Point annotation data
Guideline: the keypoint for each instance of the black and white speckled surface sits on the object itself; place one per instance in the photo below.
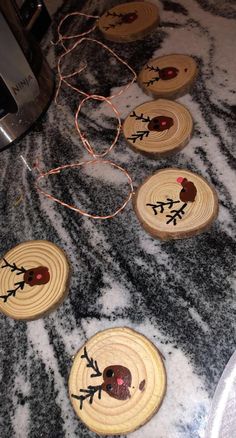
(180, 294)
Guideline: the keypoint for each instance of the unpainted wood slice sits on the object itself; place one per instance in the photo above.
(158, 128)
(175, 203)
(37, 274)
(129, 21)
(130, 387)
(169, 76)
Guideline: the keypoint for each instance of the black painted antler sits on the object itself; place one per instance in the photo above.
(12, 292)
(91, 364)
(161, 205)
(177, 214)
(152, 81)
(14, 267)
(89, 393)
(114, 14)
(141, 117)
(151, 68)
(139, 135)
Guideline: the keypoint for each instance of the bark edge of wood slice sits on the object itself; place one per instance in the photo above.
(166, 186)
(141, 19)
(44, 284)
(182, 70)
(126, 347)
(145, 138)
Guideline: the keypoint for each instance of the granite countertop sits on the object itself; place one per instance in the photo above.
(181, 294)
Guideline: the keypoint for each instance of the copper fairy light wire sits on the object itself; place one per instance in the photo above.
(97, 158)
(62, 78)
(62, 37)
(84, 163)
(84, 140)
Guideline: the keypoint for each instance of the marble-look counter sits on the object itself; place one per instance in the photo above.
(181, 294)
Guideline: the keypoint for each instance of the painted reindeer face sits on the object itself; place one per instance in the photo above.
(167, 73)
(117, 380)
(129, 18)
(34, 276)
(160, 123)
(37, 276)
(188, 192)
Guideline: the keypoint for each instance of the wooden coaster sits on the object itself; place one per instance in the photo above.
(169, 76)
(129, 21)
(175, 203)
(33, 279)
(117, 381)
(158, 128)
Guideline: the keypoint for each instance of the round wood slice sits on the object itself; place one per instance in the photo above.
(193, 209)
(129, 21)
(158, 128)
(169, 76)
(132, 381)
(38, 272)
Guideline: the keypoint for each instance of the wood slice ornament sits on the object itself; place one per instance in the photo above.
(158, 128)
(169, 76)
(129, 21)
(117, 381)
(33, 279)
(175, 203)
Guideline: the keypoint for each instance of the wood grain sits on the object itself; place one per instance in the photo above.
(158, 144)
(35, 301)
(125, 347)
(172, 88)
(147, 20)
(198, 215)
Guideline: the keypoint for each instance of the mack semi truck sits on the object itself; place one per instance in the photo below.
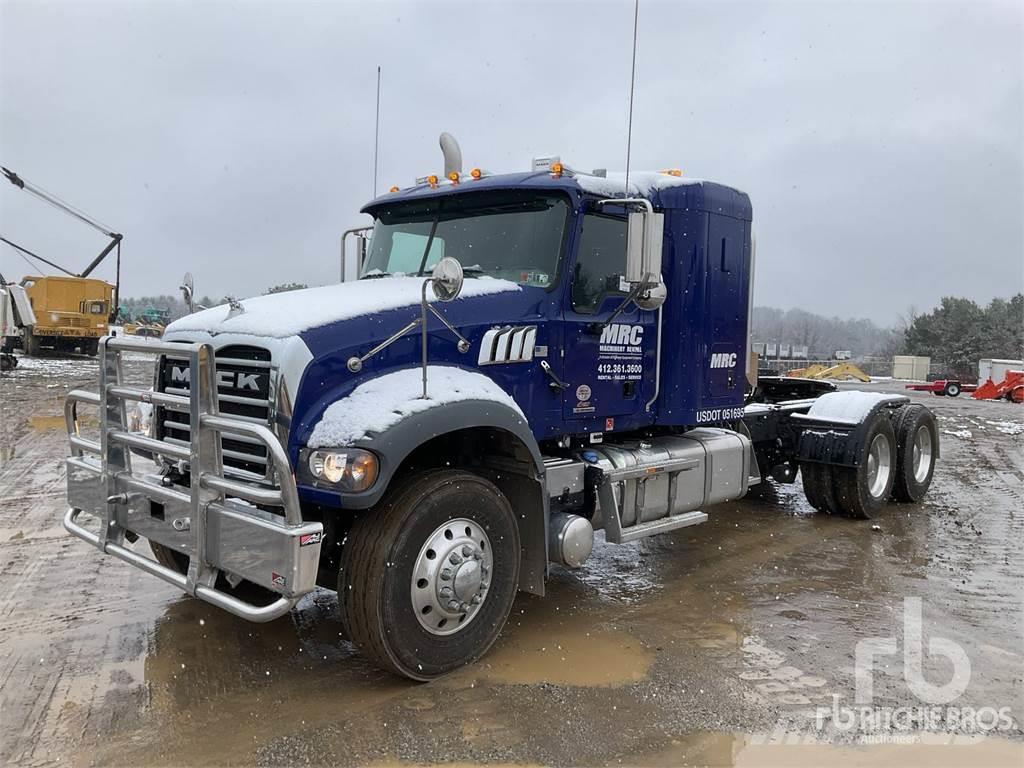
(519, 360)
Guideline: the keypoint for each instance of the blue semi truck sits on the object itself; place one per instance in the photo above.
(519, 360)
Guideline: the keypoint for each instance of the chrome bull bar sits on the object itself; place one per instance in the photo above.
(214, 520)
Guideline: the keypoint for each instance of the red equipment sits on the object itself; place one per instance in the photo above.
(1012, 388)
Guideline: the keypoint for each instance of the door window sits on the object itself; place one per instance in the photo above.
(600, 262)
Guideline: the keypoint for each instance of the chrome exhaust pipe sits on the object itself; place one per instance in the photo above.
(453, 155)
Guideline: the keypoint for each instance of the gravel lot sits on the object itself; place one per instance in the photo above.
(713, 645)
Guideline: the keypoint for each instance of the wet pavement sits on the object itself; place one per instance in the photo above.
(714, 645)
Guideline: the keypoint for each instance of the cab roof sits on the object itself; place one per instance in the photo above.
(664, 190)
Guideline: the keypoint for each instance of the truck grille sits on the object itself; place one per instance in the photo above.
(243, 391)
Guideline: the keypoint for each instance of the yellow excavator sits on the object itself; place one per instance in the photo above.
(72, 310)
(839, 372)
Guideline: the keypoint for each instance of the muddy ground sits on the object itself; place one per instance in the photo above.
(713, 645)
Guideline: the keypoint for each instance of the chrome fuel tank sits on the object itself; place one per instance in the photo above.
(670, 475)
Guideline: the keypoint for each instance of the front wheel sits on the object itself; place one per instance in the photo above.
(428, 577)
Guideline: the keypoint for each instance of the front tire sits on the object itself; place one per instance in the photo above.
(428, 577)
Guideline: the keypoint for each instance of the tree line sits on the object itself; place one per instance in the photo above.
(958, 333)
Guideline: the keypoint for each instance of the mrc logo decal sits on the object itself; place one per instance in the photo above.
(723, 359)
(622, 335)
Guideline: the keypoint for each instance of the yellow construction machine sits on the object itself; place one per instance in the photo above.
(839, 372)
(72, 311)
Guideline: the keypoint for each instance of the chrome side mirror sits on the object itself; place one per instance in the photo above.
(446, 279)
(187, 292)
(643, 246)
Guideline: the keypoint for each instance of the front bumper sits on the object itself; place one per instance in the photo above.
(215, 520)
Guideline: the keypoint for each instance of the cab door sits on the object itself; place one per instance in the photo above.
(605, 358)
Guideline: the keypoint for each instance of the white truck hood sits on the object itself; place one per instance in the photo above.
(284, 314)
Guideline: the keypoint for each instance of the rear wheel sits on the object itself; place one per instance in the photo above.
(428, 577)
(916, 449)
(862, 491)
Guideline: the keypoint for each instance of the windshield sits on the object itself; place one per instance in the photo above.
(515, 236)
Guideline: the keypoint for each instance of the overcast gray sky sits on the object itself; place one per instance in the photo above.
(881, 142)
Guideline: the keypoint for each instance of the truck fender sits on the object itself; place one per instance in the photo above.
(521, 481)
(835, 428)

▸ Work to be completed
Revise the data above so that every occurrence of "keypoint" becomes "marker point", with everything else left unchanged. Leave the pictures out of your answer.

▸ Worked answer
Guideline: the marker point for each instance of the black and white speckled surface sits on the object itself; place one per instance in the photo below.
(180, 294)
Guideline: the marker point for each instance of the unpainted wood slice sits on the object itself; place one per instance in the photo above.
(158, 128)
(175, 203)
(37, 274)
(129, 21)
(130, 387)
(169, 76)
Guideline: the marker point for each instance of the black painted antler sits on the object itself; place one per instance in the photo above.
(12, 292)
(91, 364)
(161, 205)
(177, 214)
(152, 81)
(14, 267)
(89, 393)
(114, 14)
(141, 117)
(151, 68)
(139, 135)
Guideline: the marker point for each instance of the bark edge of wood slice sits on the object itself; place one per instance in the photo above.
(166, 186)
(141, 19)
(44, 284)
(182, 70)
(126, 347)
(145, 138)
Guideline: the marker point for each instance of the granite countertop sits on the object itself; place one per instance in the photo above.
(181, 294)
Guideline: the marker point for each instance of the copper fairy light wire sits on the object itself; place one per instance in the photo above.
(97, 158)
(62, 78)
(62, 37)
(84, 163)
(84, 140)
Guideline: the marker point for each instance of the marble-look counter sits on the object itself; place one per instance in the photo above.
(181, 294)
Guideline: the marker point for each instance of the painted reindeer face sits on the object itself; place one per instance in the photo above.
(167, 73)
(117, 380)
(129, 18)
(34, 276)
(160, 123)
(37, 276)
(188, 192)
Guideline: the marker point for each instance of the wooden coaster sits on the object itself; place one per instance in the photo above.
(169, 76)
(129, 21)
(175, 203)
(33, 279)
(117, 381)
(158, 128)
Guideline: the marker point for each instance of the round wood slice sits on the object itself; place one per instance in the photo above.
(193, 209)
(129, 21)
(158, 128)
(169, 76)
(132, 381)
(38, 272)
Guideline: the marker point for each instance of the wood slice ornament sits on the object itself; place one per instance in the photo above.
(158, 128)
(169, 76)
(129, 21)
(117, 381)
(33, 279)
(175, 203)
Guideline: the marker point for each instance of the wood grain sits on the object itself; place one per instance in the photo above.
(158, 144)
(35, 301)
(125, 347)
(172, 88)
(147, 20)
(198, 215)
Guideline: the marker point for each instance of the mack semi truck sits on the object itself; place one per instance in the photo below.
(519, 360)
Guideline: the marker point for each instance of the blue semi truck sits on the object itself; place one per instance in the photo above.
(519, 360)
Guideline: the marker point for each instance of the chrome bull bar sits on the object itself; place one per instance in the photo above.
(214, 520)
Guideline: the marker point for each instance of the red equipment sits on the object itself; place one per instance in the photo above.
(1012, 388)
Guideline: the marker point for each instance of the door window sits on the object itself; place one per instance in the photo above.
(600, 262)
Guideline: the marker point for each instance of the chrome exhaust pipe sits on the object itself; place one per instance in the photo above.
(453, 155)
Guideline: the marker point for each instance of the gravel lot sits on the object itself; place one per instance in the photo above.
(713, 645)
Guideline: the marker point for each instance of the wet pavement sits on the object itself; place one per instance in the photo above.
(714, 645)
Guideline: the marker point for each instance of the cab roof sits on the object itself; place one per instance in the photo above.
(664, 190)
Guideline: the marker point for each instance of the truck grille sits on the object itself; place one per instance in the photo above.
(243, 391)
Guideline: the marker point for each instance of the yellow excavator sits on the object itself; place one per instance in the photo above.
(72, 310)
(839, 372)
Guideline: the marker point for each instance of the muddy ground sits on the object itself; place one per instance in the photo above.
(713, 645)
Guideline: the marker point for each instance of the chrome fuel tank sits on the object itself; place one per instance in the photo above.
(670, 475)
Guideline: the marker point for each instance of the front wheel sits on the object itself; place one per instance in the photo above.
(428, 577)
Guideline: the marker point for each instance of the front tire sits on the object itself; place one per instance in the photo above.
(428, 577)
Guideline: the marker point for each instance of the tree line sits on the object itself; place one per instance in the photo above.
(958, 333)
Guideline: the marker point for each instance of the mrc logo decal sits on the object itself; place one per instance in the photo above.
(723, 359)
(622, 335)
Guideline: the marker point for each instance of the yellow construction machine sits on the object itself; place one per instance in the photo above.
(839, 372)
(72, 311)
Guideline: the marker point for each instance of the chrome side mirror sits on the object itself; place one per instance in the photo above.
(446, 279)
(187, 292)
(643, 246)
Guideline: the marker point for each instance of the front bumper sits on the object itself; place one per instance in the photo above.
(215, 520)
Guideline: the marker point for each instance of the cab door sits on the object itself; place one per instance in the photo above.
(605, 358)
Guideline: the marker point for each instance of the white truck hood sits on the object itself; place one per instance in the photo above.
(284, 314)
Guideline: the marker point for each instance of the rear wheel sits on the object itself; place one per instance in the photo above.
(428, 577)
(916, 449)
(862, 491)
Guideline: the marker point for each instance of the windshield sits on the object itself; place one per instance in the photo above.
(515, 236)
Guideline: the marker point for each instance of the overcast gray sky sits on the object itself; place one per instance in the photo above.
(881, 142)
Guideline: the marker point for each instance of the truck fender sits on the object itself; place one per instance in the photo above.
(521, 481)
(835, 428)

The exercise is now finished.